──────── TEXT EXCERPT ────────

January 23rd, 2020 by WCBC Radio

FROSTBURG – A local man beat the odds after going into sudden cardiac arrest on the evening of January 14, 2020 in the Mt. Ridge High School gymnasium. The quick actions of three Western Maryland Health System employees, bystanders and school staff who immediately began CPR and applied a public access AED (automatic external defibrillator) are credited with saving the man’s life.

“Ninety percent of all out of hospital sudden cardiac arrest patients die,” Allegany County Department of Emergency Services Chief Christopher Biggs said. “Of the patients that survive pre-hospital cardiac arrest only nine percent are discharged from the hospital with the same neurological function as before the cardiac event.”

“The health system staff that were on the scene that evening saved this man’s life,” Biggs said. “Our pre-hospital clinicians continued to stabilize the patient and provided a rapid transport to the most appropriate cardiac intervention facility, in this case, Western Maryland Regional Medical Center.”

──────── RECORDS SHOWN ────────

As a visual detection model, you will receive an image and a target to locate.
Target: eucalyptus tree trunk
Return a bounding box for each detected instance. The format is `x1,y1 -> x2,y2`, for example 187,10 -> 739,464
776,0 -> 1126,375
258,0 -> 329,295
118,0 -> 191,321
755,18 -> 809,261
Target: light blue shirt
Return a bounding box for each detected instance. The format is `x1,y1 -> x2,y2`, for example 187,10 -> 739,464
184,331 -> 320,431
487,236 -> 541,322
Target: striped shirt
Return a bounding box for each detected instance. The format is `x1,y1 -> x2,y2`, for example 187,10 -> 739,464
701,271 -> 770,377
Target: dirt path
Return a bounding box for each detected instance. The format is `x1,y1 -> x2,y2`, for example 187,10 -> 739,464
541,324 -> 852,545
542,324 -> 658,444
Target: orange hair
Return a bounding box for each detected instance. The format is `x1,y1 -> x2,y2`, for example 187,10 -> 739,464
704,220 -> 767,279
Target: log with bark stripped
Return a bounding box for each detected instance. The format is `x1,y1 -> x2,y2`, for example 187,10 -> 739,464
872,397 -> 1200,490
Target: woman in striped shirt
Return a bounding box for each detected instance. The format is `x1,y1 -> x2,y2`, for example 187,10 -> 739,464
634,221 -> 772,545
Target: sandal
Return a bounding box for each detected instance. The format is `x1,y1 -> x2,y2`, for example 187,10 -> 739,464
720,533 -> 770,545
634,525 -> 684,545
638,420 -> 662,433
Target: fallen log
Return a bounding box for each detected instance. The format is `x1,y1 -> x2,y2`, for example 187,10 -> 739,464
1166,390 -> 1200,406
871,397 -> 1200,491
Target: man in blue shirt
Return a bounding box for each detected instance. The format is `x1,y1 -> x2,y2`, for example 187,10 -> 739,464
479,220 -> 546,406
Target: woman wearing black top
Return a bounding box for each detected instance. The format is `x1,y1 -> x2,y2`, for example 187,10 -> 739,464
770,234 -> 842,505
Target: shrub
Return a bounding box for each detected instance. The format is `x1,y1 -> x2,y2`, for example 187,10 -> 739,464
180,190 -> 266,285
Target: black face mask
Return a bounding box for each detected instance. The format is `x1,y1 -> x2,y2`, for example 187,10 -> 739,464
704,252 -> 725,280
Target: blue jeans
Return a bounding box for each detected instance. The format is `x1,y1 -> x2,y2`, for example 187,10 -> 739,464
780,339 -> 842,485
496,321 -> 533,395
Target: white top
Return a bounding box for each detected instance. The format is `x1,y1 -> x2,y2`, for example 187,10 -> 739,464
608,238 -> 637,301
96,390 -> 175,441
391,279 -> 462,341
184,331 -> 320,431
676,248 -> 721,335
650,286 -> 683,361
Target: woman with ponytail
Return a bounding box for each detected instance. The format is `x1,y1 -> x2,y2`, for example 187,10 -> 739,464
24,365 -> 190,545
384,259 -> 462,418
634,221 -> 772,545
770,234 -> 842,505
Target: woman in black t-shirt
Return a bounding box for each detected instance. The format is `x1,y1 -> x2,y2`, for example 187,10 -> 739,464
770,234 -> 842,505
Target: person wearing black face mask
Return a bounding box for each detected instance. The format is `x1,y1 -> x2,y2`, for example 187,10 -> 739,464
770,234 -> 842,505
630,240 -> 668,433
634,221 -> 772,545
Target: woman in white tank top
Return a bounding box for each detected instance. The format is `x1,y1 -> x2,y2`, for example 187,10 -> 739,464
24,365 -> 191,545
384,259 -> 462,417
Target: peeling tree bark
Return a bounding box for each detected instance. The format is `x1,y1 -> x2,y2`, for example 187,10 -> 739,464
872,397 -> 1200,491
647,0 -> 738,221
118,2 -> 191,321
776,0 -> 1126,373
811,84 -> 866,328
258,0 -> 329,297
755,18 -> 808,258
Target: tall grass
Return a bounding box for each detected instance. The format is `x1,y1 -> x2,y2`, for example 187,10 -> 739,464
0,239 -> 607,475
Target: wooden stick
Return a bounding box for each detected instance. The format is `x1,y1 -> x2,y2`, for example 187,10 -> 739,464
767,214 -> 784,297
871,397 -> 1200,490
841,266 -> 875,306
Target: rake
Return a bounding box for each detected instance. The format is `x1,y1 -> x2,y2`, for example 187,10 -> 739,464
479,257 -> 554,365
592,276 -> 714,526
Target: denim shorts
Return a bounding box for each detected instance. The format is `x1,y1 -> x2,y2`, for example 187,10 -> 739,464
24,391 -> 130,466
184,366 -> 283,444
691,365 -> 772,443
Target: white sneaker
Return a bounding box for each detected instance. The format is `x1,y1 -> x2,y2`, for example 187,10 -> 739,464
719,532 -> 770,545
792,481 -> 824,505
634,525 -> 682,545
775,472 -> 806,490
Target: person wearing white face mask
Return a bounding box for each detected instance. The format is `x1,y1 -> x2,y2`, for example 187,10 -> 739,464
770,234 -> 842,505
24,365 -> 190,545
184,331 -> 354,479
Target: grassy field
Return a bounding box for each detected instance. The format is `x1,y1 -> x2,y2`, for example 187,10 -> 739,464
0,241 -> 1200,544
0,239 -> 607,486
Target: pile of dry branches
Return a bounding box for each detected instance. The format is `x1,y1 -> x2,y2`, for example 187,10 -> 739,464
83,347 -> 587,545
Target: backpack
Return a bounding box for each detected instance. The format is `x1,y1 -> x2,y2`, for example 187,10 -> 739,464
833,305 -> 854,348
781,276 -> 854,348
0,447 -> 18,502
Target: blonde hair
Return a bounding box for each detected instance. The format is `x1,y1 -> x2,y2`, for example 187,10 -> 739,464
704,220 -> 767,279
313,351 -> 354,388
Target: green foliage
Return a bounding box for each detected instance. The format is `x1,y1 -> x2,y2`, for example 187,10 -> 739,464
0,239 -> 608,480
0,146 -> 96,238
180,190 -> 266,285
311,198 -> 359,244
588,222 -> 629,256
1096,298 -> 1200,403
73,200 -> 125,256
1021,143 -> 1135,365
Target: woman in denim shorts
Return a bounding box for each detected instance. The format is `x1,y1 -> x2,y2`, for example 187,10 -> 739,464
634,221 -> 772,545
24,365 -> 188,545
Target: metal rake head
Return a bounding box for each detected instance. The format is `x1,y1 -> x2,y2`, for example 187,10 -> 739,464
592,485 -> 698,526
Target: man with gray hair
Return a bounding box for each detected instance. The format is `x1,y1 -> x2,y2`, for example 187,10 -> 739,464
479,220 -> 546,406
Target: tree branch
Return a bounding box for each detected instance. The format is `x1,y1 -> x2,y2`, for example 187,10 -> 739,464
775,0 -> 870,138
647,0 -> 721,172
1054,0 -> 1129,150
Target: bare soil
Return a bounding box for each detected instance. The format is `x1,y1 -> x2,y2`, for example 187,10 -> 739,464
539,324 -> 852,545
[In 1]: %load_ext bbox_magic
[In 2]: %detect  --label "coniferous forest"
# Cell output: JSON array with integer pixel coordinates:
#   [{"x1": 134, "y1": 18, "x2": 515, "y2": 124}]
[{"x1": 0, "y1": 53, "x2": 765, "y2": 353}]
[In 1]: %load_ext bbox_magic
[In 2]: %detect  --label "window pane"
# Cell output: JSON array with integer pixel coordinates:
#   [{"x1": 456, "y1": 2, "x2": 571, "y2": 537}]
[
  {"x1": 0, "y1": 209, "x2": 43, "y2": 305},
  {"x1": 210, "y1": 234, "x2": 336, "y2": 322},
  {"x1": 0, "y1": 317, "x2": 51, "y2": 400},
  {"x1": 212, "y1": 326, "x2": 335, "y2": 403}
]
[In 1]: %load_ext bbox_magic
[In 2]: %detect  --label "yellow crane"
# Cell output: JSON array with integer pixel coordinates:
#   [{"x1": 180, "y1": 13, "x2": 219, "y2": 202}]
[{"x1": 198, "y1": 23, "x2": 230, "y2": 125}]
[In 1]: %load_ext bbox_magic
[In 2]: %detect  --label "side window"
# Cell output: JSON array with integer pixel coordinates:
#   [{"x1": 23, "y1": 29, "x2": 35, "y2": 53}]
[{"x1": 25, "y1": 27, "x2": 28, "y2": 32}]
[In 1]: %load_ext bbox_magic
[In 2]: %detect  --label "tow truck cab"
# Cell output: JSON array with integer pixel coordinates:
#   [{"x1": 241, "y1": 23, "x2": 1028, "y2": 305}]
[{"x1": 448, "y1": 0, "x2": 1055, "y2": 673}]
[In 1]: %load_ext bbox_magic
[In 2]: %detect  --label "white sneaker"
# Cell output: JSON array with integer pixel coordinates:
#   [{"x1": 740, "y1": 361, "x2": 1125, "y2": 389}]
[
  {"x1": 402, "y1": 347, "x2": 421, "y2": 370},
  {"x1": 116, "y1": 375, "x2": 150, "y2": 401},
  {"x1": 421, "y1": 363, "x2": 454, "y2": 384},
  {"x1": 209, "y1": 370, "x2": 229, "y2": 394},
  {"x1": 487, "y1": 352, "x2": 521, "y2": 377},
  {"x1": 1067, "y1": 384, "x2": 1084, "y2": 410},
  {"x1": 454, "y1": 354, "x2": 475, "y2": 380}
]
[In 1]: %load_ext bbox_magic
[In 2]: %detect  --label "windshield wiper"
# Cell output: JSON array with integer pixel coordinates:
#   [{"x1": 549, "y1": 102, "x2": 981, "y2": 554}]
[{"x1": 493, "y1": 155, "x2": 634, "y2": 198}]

────────

**ASSIGNMENT A:**
In the Frostburg news item, where was the man when he went into sudden cardiac arrest?
**ASSIGNMENT B:**
List every organization or institution that the Frostburg news item names.
**ASSIGNMENT C:**
Say whether each statement agrees with the Frostburg news item:
(i) The cardiac arrest happened on January 14, 2020.
(ii) The patient was taken to Western Maryland Regional Medical Center.
(iii) Biggs said that nine percent of all out-of-hospital sudden cardiac arrest patients die.

**RESULT A:**
He was in the Mt. Ridge High School gymnasium.

**RESULT B:**
- WCBC Radio
- Mt. Ridge High School
- Western Maryland Health System
- Allegany County Department of Emergency Services
- Western Maryland Regional Medical Center

**RESULT C:**
(i) Yes: "on the evening of January 14, 2020"
(ii) Yes: "in this case, Western Maryland Regional Medical Center"
(iii) No: "Ninety percent of all out of hospital sudden cardiac arrest patients die"